Et pourtant, ses peintures de photographies, où les traits de pinceaux sont effacés par le passage horizontal ou vertical d'un morceau de bois ou de métal alors que la peinture n'est pas encore sèche, se veulent aussi anti-artistiques que possible. La technique vaut aussi bien pour un tigre, dont elle forme le pelage, que pour un rouleau de papier toilette ou une voiture accompagnée de quelques lignes de l'article qui l'encadrait avant que le peintre ne découpe un morceau de journal pour le reproduire.
Le souci de neutralité prime, dans l'effacement de la patte du peintre, le choix du sujet ainsi que celui de la couleur. Ce gris, que l'on peine à dire dominant tant il se confond avec la matière, installe une atmosphère singulière : distance devant les peintures-photo, pesanteur devant une marine que l'on dirait terre lunaire, apaisement bleuté devant des nuages où il est impossible de projeter aucun anthropomorphisme. Mer ou nuages, l'onirisme est terre à terre ; voilà ce qui est là, et rien de plus – mais rien de moins non plus.
Une présence. Voilà ce que donne les tableaux. Pas l'existence, l'essence ou je ne sais quoi d'ontologique, conceptuel et philosophique – une présence. Qui suppose un observateur et une réalité qu'il perçoit mais dont il a conscience qu'elle lui reste extérieure. Richter ne veut ni prétendre à la vérité d'une réalité (rejet du réalisme académique comme socialiste, où la vision de l'homme ou de quelques hommes est attribuée aux choses mêmes), ni la faire disparaître derrière une pure subjectivité (rejet de l'art contemporain où l'artiste exprime ou conceptualise le monde tel qu'il est pour lui). Mais il est extrêmement difficile de faire abstraction du regard que l'on porte sur toute chose et dans son effort même pour mettre à distance la subjectivité (effacement des coups de pinceaux), le peintre la fait ressortir (les marques d'effacement deviennent sa patte, constituent un (non-)style identifiable). Peut-être aussi est-ce un moyen de ne pas l'occulter : on oublie facilement qu'une photo (la réalité), même banale, même documentaire, comme les choisis Richter, résulte d'un cadrage, donc d'un choix (la subjectivité) ; la reproduction de la photo en peinture vient le rappeler, les grands aplats d'effacement se substituant en quelque sorte au cadrage éminemment original d'une photo d'art. À la différence près que Richter revendique le caractère non-artistique de ces peintures – comme s'il ne voulait rien signifier d'autre que la distance et la relation entre une réalité et celui qui l'observe. Mieux, qui la vit. Car cette impression, que j'essaye de m'expliquer après coup, on ne la pense pas face aux tableaux, on la ressent.

• _Consigne_
Dans le texte sur les peintures de Richter, par quel moyen les traits de pinceau sont-ils effacés ?

[Un bloc de données]
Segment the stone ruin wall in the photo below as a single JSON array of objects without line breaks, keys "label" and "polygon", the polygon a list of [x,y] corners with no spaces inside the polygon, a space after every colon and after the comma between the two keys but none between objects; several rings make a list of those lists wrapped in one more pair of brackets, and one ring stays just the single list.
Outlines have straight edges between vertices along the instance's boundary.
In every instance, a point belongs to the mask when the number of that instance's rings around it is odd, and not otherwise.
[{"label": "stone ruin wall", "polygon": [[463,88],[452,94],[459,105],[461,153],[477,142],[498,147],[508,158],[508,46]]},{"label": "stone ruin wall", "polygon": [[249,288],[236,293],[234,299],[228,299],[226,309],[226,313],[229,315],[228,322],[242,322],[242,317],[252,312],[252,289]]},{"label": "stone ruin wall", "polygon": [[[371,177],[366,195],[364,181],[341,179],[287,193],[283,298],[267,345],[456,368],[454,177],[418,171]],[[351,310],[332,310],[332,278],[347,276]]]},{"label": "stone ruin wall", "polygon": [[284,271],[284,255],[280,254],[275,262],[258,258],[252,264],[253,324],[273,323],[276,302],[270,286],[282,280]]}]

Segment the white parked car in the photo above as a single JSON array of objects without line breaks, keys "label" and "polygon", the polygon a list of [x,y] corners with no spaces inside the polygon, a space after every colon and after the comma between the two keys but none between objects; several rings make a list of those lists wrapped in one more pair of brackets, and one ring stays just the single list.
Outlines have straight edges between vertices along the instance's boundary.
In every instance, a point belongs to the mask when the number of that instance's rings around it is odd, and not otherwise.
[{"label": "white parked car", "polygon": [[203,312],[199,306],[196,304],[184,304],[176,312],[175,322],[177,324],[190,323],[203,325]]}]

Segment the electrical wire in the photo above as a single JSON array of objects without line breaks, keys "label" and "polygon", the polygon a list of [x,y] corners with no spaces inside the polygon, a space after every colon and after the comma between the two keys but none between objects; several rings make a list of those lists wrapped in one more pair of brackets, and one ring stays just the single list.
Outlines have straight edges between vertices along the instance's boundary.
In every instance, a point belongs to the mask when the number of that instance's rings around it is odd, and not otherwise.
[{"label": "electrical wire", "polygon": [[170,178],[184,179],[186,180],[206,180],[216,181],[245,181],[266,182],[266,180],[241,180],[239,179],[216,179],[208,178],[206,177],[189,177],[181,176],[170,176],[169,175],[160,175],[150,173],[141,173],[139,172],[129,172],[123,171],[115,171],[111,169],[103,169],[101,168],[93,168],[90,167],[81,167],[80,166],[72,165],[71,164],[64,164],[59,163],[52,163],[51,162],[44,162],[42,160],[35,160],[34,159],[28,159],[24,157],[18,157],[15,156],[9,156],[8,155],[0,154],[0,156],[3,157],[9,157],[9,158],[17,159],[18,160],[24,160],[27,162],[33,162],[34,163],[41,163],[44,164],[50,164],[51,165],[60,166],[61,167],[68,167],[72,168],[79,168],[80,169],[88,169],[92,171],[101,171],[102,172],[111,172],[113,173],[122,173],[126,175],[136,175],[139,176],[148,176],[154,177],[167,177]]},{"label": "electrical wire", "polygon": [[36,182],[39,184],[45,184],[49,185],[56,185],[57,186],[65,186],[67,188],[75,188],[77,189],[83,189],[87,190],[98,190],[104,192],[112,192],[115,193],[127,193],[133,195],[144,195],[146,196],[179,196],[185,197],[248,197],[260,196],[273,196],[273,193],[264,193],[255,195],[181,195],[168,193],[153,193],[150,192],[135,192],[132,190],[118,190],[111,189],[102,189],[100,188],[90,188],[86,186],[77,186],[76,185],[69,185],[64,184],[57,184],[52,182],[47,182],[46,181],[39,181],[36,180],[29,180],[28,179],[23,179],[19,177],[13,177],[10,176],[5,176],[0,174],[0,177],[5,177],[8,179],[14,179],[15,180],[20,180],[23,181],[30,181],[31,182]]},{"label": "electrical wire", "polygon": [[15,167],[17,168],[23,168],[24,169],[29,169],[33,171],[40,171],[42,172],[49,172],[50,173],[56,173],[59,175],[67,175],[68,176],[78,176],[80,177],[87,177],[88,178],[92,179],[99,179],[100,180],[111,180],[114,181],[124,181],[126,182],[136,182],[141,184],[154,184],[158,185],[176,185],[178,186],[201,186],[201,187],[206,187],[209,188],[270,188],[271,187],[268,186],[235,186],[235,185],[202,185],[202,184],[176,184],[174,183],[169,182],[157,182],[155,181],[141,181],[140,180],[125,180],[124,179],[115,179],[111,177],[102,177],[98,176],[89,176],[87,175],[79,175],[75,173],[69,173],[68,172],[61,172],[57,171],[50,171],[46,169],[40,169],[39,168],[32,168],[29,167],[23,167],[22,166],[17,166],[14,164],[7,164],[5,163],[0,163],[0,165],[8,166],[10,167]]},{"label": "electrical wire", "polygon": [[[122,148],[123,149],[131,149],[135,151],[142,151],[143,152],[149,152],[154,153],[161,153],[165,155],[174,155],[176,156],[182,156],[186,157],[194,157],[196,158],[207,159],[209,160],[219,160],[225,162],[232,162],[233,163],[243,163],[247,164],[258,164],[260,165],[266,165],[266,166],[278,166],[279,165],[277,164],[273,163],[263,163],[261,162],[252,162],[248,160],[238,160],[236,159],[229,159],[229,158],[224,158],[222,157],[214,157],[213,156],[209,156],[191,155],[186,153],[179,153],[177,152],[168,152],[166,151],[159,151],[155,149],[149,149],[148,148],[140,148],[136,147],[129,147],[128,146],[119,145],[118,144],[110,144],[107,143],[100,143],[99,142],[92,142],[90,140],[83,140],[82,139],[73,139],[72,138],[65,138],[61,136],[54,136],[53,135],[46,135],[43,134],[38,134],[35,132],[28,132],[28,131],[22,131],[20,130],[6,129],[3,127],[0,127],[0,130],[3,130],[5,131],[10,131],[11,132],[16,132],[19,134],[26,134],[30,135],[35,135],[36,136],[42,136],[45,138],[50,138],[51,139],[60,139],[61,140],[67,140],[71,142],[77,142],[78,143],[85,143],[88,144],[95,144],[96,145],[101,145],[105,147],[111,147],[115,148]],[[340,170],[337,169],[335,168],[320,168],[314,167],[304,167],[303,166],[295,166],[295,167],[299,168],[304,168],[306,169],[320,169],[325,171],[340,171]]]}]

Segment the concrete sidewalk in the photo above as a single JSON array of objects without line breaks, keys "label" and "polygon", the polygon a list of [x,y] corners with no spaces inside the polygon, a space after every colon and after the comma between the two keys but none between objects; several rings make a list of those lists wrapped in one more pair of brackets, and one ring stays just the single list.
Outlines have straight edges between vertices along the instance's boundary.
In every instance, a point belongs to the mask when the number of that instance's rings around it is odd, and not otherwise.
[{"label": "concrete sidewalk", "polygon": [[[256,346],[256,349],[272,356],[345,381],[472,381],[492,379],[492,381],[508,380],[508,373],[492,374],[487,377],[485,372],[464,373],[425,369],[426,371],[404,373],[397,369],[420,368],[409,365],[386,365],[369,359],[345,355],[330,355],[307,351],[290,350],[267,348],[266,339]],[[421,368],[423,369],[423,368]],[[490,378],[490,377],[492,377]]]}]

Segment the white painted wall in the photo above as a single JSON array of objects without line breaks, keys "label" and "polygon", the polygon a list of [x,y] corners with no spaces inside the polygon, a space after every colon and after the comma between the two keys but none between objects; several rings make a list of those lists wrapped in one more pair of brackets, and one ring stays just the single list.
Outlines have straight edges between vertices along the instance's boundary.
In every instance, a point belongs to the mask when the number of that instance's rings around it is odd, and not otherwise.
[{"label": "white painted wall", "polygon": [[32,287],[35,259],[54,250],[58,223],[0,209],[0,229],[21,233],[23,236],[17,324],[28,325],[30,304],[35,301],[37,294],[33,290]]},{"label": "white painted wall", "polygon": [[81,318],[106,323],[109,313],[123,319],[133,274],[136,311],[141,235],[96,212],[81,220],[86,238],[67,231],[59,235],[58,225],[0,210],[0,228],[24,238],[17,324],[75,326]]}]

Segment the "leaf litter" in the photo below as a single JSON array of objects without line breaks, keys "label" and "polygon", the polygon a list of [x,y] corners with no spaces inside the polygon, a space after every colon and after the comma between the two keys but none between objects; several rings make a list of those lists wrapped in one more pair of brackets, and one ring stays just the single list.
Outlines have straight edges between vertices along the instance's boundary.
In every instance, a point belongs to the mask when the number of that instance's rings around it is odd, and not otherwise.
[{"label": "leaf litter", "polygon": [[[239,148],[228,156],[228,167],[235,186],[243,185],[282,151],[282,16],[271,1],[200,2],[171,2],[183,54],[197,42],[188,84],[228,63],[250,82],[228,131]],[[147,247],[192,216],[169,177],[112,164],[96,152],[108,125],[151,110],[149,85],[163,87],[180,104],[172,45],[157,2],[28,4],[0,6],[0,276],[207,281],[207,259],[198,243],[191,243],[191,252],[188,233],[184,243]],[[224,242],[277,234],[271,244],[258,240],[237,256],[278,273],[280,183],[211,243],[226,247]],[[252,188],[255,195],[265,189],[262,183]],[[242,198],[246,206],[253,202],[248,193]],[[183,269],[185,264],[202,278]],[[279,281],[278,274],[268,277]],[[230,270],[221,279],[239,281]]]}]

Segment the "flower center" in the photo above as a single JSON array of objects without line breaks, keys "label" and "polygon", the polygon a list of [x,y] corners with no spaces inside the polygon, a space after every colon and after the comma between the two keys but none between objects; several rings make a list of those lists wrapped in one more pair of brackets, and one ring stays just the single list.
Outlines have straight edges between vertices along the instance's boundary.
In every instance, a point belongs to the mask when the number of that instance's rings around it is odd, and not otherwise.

• _Résultat attendu_
Par le passage horizontal ou vertical d'un morceau de bois ou de métal alors que la peinture n'est pas encore sèche.